----- Texte à lire

La mort d’un mineur en France par l’arme d’un policier relance le débat sur le racisme

13/07/2023 |

Mariam Seifeddine

Les dernières manifestations en France revendiquant justice pour le jeune homme d'origine algérienne Nahel Merzouk dénoncent le racisme et la xénophobie dans le pays

Aujourd’hui encore, en 2023, la police continue d’assassiner des adolescents non armés. Le meurtre de Nahel Merzouk, un jeune de 17 ans d’origine algérienne, a eu lieu le mardi 27 juin vers 8h18 dans la ville de Nanterre, dans la banlieue ouest de la capitale française, Paris. Le meurtre du petit garçon a déclenché des manifestations qui ont commencé à Nanterre et se sont étendues à d’autres quartiers de la banlieue parisienne, puis à d’autres régions de France telles que Marseille, Lyon et Lille.

Les manifestations, avec pillages d’objets et incendies de voitures ont éclaté non seulement en réponse au meurtre de Nahel, mais aussi en raison de l’accumulation de plaintes et du rejet d’une longue série de pratiques de la police française, qui démontre son racisme à chaque occasion. Au vu de cela, les personnes qui manifestent ne voient pas le meurtre du garçon nord-africain comme un événement isolé dans un contexte de pratiques similaires.

Avant Nahel, d’autres conducteurs immigrés ont été abattus alors qu’ils conduisaient. Ce contexte renforce la conviction que les crimes ont été motivés par le racisme et que l’origine du garçon, identifié comme un descendant d’immigrés, aurait conduit l’officier de police à tirer pour tuer. Même le Haut-Commissariat des Nations Unies aux droits de l’Homme a appelé la France à « considérer sérieusement les problèmes profonds de racisme et de discrimination raciale au sein de la police ». La France a qualifié cette accusation de « totalement infondée ».

La police et son faux récit 

Pour justifier le meurtre de Nahel, des sources policières ont diffusé dans des agences de presse telles que l’Agence France-Presse une version des faits selon laquelle la victime aurait tenté de renverser un policier lors d’une approche policière, et que le policier n’avait d’autre choix que de tirer sur le conducteur. Mais ce récit policier a rapidement été contredit par un enregistrement du moment où la victime a été abattue, ainsi que la menace de mort qui l’a précédé et qu’un témoin a publié sur Twitter.

Dans la vidéo, il est possible de voir la Mercedes jaune que conduisait Nahel et deux policiers à proximité ; l’un des policiers pose sa tête sur la vitre du conducteur tandis que l’autre, posant son coude sur le pare-brise de la voiture, pointe une arme directement sur lui. Dans l’enregistrement, on peut entendre l’un d’eux dire : « Je vais te mettre une balle dans la tête ». Dès que la voiture démarre, le policier tire directement sur Nahel. La voiture s’arrête quelques mètres plus loin, après avoir heurté un poteau, et Nahel décède malgré les tentatives de réanimation.

----------

Consigne a.
D'après l'article sur la mort de Nahel Merzouk, dans quelle ville ce jeune de 17 ans a-t-il été tué ?
Les fiches ne sont pas liées au texte à lire.

----- Matériel de l'exercice

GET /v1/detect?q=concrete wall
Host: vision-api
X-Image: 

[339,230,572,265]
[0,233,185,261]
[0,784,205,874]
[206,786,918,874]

----------

Consigne b.
Reproduisez à l'identique toutes les lignes des fiches de détection ci-dessus.

Réponse rédigée a.
À Nanterre, dans la banlieue ouest de Paris.

Réponse rédigée b.
GET /v1/detect?q=concrete wall
Host: vision-api
X-Image: 

[339,230,572,265]
[0,233,185,261]
[0,784,205,874]
[206,786,918,874]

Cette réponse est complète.